* Your assignment: Each line of the entries below that includes "concrete" belongs in your answer.
--- Supplied records Enclosed Below ---
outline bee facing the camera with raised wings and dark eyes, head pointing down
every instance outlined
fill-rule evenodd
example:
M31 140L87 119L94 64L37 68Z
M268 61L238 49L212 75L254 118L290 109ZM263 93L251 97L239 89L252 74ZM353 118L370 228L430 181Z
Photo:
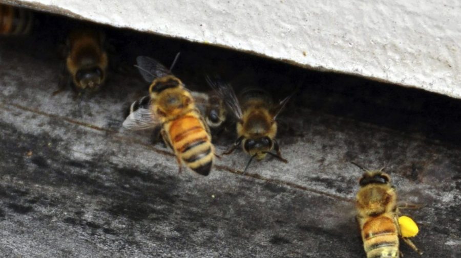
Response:
M251 156L244 173L254 158L262 160L267 154L285 163L288 162L282 158L279 144L275 139L276 119L293 95L275 105L269 94L260 88L247 88L241 92L238 99L232 86L219 78L212 80L207 77L207 82L237 118L237 139L223 154L230 154L237 147L242 146L243 151ZM272 150L276 153L271 152Z

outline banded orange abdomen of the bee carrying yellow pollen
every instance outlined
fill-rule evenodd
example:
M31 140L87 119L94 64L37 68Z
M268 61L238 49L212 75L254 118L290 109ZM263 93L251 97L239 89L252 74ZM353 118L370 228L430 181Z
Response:
M391 217L369 217L360 224L367 258L399 257L399 236Z

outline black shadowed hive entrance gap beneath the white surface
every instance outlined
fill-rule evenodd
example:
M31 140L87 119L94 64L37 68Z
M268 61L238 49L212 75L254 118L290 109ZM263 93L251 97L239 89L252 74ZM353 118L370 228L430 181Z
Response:
M44 61L60 62L57 50L59 44L65 42L70 28L85 26L101 29L106 33L110 58L116 66L112 67L112 73L125 73L124 76L133 81L131 85L114 86L109 78L104 90L130 87L143 95L148 85L132 69L135 58L138 55L151 56L169 66L175 55L181 52L174 73L193 90L210 90L204 77L218 74L231 82L237 92L244 87L261 86L277 96L277 100L287 96L304 77L300 93L288 104L284 114L296 115L296 109L302 107L461 145L461 137L458 137L461 116L457 115L461 101L457 99L358 76L312 71L206 44L114 29L46 13L35 16L37 26L29 38L19 39L19 42L5 38L11 51L26 51ZM127 105L132 101L134 99L127 99Z

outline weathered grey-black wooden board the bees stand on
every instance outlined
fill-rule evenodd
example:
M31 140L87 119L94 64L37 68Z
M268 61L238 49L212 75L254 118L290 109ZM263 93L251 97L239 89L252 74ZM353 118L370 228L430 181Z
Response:
M0 42L0 256L365 257L353 218L362 172L350 161L386 166L403 201L426 205L409 212L425 257L461 255L458 101L306 71L284 113L296 128L280 136L287 165L268 159L241 175L247 157L236 152L208 177L178 174L149 132L120 128L145 92L139 76L112 75L92 97L52 96L60 71L52 33ZM127 60L166 62L182 51L175 71L190 85L204 71L253 76L282 98L300 78L299 69L229 51L111 34L129 37L118 42ZM219 152L232 136L217 139Z

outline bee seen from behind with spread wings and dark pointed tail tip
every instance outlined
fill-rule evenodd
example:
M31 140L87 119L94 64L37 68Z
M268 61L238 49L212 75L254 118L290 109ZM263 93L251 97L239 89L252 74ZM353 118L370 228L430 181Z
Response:
M185 163L198 174L208 175L213 167L215 149L191 92L156 60L145 56L136 60L141 76L151 83L149 96L133 103L123 127L137 130L161 125L161 135L176 155L179 172Z

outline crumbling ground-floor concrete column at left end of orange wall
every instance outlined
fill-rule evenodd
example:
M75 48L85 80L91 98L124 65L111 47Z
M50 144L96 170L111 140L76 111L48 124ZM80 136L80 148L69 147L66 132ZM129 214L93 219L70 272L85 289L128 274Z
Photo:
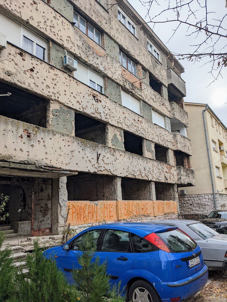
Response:
M68 193L66 188L67 177L53 179L52 197L52 232L61 234L66 223Z

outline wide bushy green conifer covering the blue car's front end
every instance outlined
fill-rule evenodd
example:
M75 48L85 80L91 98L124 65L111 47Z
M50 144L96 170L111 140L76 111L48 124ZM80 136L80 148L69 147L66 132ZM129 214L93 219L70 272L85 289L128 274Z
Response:
M70 302L76 301L76 286L70 286L55 261L46 260L38 240L34 242L34 253L28 254L28 274L19 274L17 301L20 302Z

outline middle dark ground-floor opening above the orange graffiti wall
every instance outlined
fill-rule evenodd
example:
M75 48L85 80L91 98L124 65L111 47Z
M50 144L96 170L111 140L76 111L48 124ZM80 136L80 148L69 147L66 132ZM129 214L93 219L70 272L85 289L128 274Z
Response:
M151 188L146 180L122 178L121 189L123 200L150 200Z

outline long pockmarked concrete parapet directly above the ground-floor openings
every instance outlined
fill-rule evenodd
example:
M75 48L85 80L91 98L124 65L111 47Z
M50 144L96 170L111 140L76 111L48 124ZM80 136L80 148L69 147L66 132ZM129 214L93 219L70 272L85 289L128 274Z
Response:
M17 169L30 169L32 165L32 169L49 172L81 171L177 182L175 166L23 121L0 116L0 133L0 160L17 164Z

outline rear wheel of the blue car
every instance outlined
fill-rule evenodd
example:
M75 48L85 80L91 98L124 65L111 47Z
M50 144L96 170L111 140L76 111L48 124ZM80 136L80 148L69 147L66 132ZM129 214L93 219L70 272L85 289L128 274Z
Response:
M160 302L160 297L153 286L144 280L134 282L129 289L129 301L140 301L138 298L143 298L146 302Z

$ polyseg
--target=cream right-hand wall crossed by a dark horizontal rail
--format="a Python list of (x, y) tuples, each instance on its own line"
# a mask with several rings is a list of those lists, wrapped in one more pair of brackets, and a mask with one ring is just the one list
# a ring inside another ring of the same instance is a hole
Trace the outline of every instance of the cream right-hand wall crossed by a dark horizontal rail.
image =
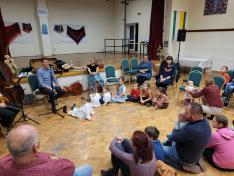
[[(187, 29), (223, 29), (234, 28), (234, 0), (228, 1), (227, 13), (204, 16), (205, 0), (174, 2), (174, 9), (188, 9)], [(234, 32), (187, 33), (182, 44), (182, 56), (206, 57), (212, 59), (213, 70), (220, 70), (222, 65), (234, 68)]]

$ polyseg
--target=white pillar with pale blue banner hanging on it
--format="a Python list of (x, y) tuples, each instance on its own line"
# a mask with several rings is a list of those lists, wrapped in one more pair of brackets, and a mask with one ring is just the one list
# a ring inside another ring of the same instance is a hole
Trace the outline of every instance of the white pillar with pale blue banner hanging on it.
[[(42, 42), (42, 54), (44, 56), (52, 55), (52, 47), (50, 41), (50, 31), (48, 23), (48, 9), (46, 8), (46, 0), (37, 0), (37, 13), (39, 17), (40, 35)], [(47, 33), (46, 33), (47, 31)]]

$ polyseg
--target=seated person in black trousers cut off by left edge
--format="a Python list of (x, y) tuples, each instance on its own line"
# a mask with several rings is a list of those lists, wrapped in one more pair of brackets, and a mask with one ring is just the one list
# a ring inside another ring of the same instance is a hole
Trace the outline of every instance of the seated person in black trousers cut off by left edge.
[[(0, 93), (0, 98), (3, 98), (2, 94)], [(15, 108), (14, 108), (15, 107)], [(15, 117), (19, 113), (20, 108), (16, 104), (8, 103), (8, 105), (5, 102), (0, 103), (0, 124), (6, 128), (10, 128), (13, 124)]]

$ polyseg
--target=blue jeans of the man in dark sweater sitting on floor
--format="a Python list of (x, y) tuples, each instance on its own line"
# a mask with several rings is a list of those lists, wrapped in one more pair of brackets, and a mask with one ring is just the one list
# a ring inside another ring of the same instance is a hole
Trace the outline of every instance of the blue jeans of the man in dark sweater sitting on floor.
[(172, 167), (182, 170), (183, 165), (191, 165), (193, 163), (186, 163), (182, 161), (176, 151), (176, 143), (172, 142), (171, 146), (163, 146), (163, 151), (165, 154), (165, 163), (171, 165)]

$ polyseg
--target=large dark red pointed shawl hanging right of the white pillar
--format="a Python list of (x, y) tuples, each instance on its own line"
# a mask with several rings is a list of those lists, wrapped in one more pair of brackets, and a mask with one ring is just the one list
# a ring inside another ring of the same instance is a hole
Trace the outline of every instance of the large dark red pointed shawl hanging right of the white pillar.
[(78, 30), (72, 29), (71, 27), (67, 26), (67, 35), (73, 39), (76, 44), (78, 45), (80, 41), (85, 37), (85, 28), (84, 26)]

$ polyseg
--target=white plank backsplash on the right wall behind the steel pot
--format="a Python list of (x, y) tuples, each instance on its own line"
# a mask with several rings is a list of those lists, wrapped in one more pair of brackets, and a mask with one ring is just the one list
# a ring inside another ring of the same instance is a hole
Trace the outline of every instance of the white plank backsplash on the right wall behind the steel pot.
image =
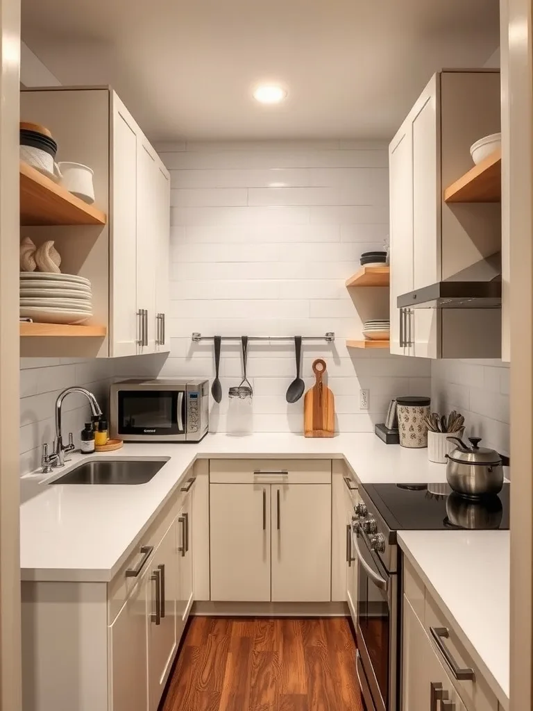
[(434, 360), (431, 400), (441, 412), (461, 412), (467, 436), (483, 437), (485, 447), (509, 454), (509, 374), (501, 360)]

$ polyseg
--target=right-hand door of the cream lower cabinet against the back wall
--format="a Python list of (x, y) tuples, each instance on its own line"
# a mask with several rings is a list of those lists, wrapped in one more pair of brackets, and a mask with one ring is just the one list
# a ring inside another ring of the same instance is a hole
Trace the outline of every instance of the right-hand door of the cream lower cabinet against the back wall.
[(331, 599), (331, 487), (271, 486), (272, 602)]

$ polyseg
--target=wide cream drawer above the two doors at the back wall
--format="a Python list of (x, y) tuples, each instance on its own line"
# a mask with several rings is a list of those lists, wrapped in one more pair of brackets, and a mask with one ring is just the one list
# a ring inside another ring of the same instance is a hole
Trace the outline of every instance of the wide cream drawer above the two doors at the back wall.
[(211, 459), (210, 482), (217, 484), (329, 484), (330, 459)]

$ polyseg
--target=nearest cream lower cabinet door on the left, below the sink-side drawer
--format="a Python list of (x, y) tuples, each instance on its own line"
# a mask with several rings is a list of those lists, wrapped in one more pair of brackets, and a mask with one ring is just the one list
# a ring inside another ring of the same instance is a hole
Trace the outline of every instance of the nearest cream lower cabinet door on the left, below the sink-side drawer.
[(148, 578), (146, 572), (109, 627), (110, 711), (146, 711), (148, 708)]

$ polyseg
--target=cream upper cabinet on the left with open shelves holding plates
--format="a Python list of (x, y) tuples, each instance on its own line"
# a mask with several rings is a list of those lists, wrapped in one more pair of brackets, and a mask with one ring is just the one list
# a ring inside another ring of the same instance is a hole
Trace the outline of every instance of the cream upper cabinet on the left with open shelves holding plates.
[(170, 177), (158, 154), (109, 88), (25, 90), (21, 115), (50, 128), (59, 161), (93, 169), (95, 204), (107, 214), (103, 227), (26, 228), (37, 244), (54, 240), (63, 273), (90, 279), (91, 321), (106, 326), (107, 336), (65, 338), (44, 344), (46, 351), (25, 343), (25, 354), (168, 351)]

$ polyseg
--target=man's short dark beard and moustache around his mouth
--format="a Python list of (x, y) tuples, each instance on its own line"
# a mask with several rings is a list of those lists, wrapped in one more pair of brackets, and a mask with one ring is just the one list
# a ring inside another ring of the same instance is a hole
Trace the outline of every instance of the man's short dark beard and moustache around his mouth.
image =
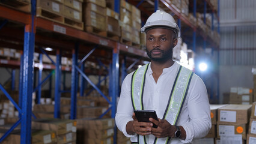
[(162, 56), (159, 58), (153, 58), (152, 57), (152, 51), (153, 50), (160, 50), (160, 49), (152, 49), (150, 51), (148, 51), (147, 47), (146, 47), (146, 52), (148, 57), (151, 59), (151, 61), (155, 61), (155, 62), (166, 62), (169, 59), (172, 59), (172, 47), (170, 47), (170, 49), (168, 49), (167, 51), (164, 50), (160, 50), (162, 52)]

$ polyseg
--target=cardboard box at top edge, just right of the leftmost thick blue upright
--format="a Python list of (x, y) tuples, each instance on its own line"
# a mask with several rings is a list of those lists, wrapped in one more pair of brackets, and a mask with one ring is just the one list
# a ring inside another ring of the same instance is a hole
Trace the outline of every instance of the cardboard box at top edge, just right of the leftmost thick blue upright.
[(53, 13), (63, 13), (63, 4), (53, 0), (37, 0), (37, 7), (49, 10)]

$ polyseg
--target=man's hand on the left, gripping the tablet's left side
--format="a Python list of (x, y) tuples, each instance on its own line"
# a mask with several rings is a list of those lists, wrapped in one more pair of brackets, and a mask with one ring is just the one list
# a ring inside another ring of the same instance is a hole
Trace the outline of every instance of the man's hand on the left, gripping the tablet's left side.
[(132, 115), (133, 121), (129, 121), (126, 125), (126, 131), (128, 134), (139, 134), (142, 136), (151, 134), (151, 127), (153, 124), (151, 122), (138, 122), (135, 113)]

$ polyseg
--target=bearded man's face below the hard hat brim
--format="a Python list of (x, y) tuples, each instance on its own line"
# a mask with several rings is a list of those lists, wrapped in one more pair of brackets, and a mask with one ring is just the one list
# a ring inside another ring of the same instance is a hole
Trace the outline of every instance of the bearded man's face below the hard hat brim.
[(151, 61), (165, 62), (172, 59), (172, 48), (177, 39), (170, 29), (154, 28), (147, 31), (146, 51)]

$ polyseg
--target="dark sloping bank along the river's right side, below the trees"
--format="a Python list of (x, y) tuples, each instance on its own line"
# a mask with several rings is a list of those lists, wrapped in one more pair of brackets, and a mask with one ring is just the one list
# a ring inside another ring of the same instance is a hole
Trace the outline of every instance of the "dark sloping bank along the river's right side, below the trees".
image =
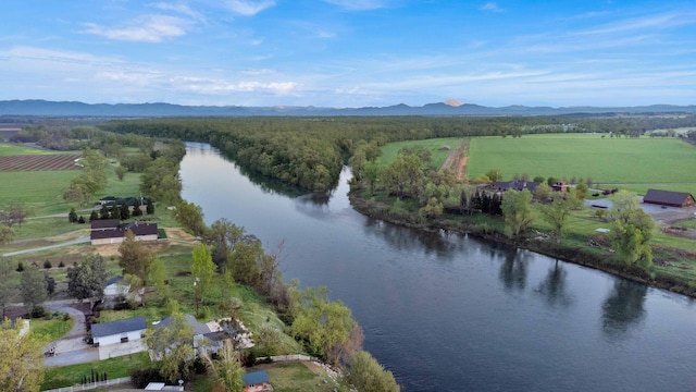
--- End of Enclosed Supplied records ---
* Result for this exercise:
outline crumbling ground-floor concrete column at left end of orange wall
outline long pockmarked concrete parapet directly above the ground-floor openings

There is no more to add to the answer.